B-box Loss of Detection

2023-12-03 08:00:28

目标检测作为一种经典的CV任务，大致可以认为是三个子任务的集合：1、确定目标大概位置；2、分类出目标类别；3、回归出检测框的宽高。

这三种子任务分别需要对应损失函数的反向传播来学习。本文介绍的b-box回归损失函数主要是面向第三个子任务而设计的损失函数。

IOU

原文链接：[1608.01471] UnitBox: An Advanced Object Detection Network (arxiv.org)

全称Intersection Over Union，即交并比。计算预测框和标注框（即GT框）的交并比，就可以知道它们的“贴合”程度好不好，作为调整模型的指导。

如下图所示，计算两个b-box之间交集部分的面积比并集的面积

IOU=绿色面积/(蓝色面积+绿色面积+橙色面积)

而IOU loss可以简单表示为： $$L_{IOU}=1-IOU$$

简单python实现如下

#!/usr/bin/env python
# encoding: utf-8

 
def compute_iou(rec1, rec2):
    """
    computing IoU
    :param rec1: (y0, x0, y1, x1), which reflects
            (top, left, bottom, right)
    :param rec2: (y0, x0, y1, x1)
    :return: scala value of IoU
    """
+--
§ **任务要求**
A - 请编辑关于b-box回归损失的文本，从“目标检测作为一种经典的CV任”到“IOU=绿色面积/(蓝色面积+绿色面积+橙色面积)”重新写出这一部分，并把其中的“交并比”换成“重叠度”。
B - 请根据关于b-box回归损失的文本回答下列问题。
(i) 文中介绍的b-box回归损失函数主要是面向哪一个子任务设计的？
(ii) IOU的英文全称是什么？
(iii) IOU loss可以简单表示为什么？
这些材料来自另一个来源。

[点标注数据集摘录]
+--
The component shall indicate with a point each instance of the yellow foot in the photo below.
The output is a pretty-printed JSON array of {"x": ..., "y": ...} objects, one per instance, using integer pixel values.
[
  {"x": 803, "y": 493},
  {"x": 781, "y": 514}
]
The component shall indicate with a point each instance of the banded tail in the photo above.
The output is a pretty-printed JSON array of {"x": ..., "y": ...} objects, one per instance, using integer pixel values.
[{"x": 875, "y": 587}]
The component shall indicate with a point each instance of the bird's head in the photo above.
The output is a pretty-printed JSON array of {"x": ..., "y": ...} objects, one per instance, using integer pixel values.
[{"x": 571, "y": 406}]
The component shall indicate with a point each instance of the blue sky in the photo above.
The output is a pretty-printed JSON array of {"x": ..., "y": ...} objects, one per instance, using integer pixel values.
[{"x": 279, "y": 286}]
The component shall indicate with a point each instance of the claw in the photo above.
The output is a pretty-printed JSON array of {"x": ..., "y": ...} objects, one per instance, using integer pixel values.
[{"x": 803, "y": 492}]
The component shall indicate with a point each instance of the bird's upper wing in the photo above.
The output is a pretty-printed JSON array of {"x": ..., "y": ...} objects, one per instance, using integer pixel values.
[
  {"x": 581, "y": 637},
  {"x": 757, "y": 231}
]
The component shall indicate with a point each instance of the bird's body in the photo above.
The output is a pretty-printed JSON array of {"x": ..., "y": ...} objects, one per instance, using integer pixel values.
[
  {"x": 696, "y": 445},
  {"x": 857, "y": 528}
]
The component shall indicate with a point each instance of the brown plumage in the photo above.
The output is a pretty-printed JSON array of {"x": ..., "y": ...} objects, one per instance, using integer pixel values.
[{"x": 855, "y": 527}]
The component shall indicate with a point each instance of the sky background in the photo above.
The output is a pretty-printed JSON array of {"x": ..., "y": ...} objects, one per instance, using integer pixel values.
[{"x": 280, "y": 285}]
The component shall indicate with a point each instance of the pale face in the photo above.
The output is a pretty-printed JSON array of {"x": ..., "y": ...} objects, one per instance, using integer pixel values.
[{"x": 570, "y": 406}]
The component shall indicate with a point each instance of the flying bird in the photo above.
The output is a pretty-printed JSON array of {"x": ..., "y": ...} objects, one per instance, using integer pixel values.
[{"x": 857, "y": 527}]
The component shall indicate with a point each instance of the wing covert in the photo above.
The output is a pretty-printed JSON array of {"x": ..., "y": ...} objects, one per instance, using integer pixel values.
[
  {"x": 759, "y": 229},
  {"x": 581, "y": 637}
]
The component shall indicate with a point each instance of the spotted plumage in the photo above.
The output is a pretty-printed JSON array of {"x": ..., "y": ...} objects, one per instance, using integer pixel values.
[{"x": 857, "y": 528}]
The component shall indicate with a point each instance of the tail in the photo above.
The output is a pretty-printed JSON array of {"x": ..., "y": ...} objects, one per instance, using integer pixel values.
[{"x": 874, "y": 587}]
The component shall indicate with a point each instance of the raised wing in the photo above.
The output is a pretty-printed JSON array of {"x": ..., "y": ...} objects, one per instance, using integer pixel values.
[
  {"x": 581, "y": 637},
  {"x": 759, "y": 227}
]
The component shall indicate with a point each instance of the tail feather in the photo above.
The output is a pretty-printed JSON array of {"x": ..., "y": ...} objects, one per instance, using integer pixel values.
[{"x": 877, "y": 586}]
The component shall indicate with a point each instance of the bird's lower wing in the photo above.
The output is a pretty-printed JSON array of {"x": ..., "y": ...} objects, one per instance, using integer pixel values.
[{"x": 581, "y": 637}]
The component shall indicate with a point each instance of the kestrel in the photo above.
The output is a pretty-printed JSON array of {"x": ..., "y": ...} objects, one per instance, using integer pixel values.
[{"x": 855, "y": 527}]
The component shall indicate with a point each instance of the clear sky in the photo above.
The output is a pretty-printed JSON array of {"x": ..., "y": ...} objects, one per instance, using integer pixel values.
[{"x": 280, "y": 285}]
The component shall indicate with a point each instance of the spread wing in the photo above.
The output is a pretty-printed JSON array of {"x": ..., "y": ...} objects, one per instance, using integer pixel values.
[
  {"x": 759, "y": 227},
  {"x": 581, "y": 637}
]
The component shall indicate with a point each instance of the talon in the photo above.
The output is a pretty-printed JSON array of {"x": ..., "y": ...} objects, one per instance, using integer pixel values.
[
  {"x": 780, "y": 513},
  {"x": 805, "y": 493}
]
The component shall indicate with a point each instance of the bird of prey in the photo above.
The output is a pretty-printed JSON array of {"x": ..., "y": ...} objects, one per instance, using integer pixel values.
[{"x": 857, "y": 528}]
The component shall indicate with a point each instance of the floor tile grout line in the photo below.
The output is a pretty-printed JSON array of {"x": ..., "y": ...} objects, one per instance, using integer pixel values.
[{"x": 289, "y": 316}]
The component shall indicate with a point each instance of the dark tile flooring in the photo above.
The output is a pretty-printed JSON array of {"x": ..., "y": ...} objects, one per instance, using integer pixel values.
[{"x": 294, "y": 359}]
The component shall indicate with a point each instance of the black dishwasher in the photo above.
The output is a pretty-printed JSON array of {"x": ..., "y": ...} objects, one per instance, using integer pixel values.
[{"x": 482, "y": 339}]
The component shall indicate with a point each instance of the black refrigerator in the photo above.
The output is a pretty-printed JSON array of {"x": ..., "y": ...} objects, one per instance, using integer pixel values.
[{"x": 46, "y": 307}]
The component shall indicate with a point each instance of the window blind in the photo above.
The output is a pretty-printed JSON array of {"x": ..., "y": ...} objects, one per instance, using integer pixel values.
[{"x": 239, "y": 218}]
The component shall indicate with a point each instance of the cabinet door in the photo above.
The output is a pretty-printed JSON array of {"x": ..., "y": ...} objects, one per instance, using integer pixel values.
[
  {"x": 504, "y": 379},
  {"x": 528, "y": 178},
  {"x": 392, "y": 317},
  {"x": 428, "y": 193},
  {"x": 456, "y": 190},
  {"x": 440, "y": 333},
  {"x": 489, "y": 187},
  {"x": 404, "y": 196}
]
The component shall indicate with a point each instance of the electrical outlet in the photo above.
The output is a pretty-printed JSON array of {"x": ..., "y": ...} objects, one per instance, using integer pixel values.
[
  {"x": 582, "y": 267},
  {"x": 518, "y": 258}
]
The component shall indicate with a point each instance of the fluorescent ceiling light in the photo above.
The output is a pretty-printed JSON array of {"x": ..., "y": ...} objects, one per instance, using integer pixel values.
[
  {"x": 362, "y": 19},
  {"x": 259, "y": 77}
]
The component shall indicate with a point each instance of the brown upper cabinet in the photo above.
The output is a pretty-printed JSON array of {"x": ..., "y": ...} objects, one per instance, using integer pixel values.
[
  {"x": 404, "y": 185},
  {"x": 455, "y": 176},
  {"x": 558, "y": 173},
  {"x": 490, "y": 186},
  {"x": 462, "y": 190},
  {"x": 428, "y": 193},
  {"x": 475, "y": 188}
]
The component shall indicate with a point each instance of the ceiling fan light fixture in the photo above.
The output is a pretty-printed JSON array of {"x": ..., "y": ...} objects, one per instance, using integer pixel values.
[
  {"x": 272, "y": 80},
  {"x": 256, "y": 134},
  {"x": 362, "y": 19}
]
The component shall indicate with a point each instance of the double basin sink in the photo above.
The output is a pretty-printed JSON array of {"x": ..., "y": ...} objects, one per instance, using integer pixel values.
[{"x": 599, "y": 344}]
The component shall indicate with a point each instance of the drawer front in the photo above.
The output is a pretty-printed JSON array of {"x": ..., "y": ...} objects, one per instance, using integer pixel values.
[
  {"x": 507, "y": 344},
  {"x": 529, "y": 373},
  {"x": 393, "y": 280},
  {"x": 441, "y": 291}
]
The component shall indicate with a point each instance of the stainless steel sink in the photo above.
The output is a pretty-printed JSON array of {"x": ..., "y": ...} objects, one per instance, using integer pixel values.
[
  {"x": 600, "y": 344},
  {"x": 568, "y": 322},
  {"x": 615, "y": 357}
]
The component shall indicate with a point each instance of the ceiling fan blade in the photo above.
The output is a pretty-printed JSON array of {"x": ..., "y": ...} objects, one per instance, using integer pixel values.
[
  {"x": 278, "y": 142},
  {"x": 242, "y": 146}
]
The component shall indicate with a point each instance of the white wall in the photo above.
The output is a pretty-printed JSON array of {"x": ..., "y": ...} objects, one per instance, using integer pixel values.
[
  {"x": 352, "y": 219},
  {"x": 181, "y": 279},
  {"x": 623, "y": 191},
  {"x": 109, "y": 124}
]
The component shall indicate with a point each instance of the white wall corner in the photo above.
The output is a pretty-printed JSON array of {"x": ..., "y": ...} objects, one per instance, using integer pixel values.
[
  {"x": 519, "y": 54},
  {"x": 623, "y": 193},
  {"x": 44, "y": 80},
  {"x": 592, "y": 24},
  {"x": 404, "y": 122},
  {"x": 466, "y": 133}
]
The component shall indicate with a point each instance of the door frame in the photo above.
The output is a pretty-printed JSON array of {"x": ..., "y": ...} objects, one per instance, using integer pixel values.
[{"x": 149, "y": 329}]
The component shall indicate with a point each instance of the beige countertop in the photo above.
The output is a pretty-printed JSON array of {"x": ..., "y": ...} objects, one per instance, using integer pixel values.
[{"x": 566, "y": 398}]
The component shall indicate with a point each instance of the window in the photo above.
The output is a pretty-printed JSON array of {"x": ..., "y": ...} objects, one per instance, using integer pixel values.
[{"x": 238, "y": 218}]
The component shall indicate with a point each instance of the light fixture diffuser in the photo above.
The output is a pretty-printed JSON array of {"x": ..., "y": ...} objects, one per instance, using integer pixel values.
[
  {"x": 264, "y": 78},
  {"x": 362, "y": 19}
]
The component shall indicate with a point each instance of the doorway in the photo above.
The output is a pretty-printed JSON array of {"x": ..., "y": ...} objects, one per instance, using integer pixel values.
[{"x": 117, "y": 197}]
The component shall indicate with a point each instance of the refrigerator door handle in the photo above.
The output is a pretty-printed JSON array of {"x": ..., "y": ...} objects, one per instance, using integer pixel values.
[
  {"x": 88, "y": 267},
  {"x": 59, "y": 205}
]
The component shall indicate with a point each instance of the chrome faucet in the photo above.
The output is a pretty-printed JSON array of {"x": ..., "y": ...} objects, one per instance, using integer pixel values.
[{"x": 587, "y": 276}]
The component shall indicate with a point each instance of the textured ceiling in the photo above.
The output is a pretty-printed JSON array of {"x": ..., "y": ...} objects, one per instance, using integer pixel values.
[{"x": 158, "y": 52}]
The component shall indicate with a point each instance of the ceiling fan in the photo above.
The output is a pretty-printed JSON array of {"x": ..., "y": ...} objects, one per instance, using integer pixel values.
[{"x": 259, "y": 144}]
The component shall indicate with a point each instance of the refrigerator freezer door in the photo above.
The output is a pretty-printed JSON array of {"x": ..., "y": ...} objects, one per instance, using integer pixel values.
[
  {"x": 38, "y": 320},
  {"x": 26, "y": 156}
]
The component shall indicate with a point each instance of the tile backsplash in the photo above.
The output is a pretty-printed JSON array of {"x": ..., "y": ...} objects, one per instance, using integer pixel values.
+--
§ **参考结果**
A -
目标检测作为一种经典的CV任务，大致可以认为是三个子任务的集合：1、确定目标大概位置；2、分类出目标类别；3、回归出检测框的宽高。

这三种子任务分别需要对应损失函数的反向传播来学习。本文介绍的b-box回归损失函数主要是面向第三个子任务而设计的损失函数。

IOU

原文链接：[1608.01471] UnitBox: An Advanced Object Detection Network (arxiv.org)

全称Intersection Over Union，即重叠度。计算预测框和标注框（即GT框）的重叠度，就可以知道它们的“贴合”程度好不好，作为调整模型的指导。

如下图所示，计算两个b-box之间交集部分的面积比并集的面积

IOU=绿色面积/(蓝色面积+绿色面积+橙色面积)

B -
(i) 第三个子任务，即回归出检测框的宽高。
(ii) Intersection Over Union。
(iii) $$L_{IOU}=1-IOU$$